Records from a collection

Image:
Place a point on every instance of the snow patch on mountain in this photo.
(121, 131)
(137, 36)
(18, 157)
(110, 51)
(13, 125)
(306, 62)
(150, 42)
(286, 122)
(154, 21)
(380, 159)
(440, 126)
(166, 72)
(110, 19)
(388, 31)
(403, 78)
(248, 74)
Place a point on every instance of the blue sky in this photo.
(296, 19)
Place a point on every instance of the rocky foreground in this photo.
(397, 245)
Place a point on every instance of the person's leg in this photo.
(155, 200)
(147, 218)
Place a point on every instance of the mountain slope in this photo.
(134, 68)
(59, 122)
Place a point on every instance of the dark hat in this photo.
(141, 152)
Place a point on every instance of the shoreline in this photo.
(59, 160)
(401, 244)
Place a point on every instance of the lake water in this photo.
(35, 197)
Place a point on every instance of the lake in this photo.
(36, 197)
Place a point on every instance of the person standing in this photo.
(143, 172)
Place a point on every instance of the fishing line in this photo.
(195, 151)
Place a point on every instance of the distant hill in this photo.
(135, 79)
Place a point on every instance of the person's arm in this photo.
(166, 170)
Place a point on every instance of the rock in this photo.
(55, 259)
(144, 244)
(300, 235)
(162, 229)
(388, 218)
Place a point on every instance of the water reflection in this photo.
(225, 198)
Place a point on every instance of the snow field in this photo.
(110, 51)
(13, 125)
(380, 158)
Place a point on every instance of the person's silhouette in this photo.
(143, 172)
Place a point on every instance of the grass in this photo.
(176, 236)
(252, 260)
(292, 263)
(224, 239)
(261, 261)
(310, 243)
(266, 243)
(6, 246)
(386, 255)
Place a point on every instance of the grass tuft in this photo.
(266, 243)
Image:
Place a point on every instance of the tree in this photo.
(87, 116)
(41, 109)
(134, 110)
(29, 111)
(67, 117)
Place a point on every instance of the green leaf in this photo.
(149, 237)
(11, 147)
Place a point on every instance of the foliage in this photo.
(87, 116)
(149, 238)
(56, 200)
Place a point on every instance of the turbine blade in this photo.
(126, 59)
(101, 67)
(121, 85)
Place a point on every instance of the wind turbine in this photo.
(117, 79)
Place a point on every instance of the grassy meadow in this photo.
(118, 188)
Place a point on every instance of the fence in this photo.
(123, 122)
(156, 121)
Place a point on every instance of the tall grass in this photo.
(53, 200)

▸ Problem details: Transcribe the lines of the records that run from the line containing "Place a point on every instance of the fence" through the end of the records, inclusive.

▸ Response to this exercise:
Place a point on every instance of the fence in this photo.
(123, 122)
(156, 121)
Place a point on every instance of the tall grass in this photo.
(53, 200)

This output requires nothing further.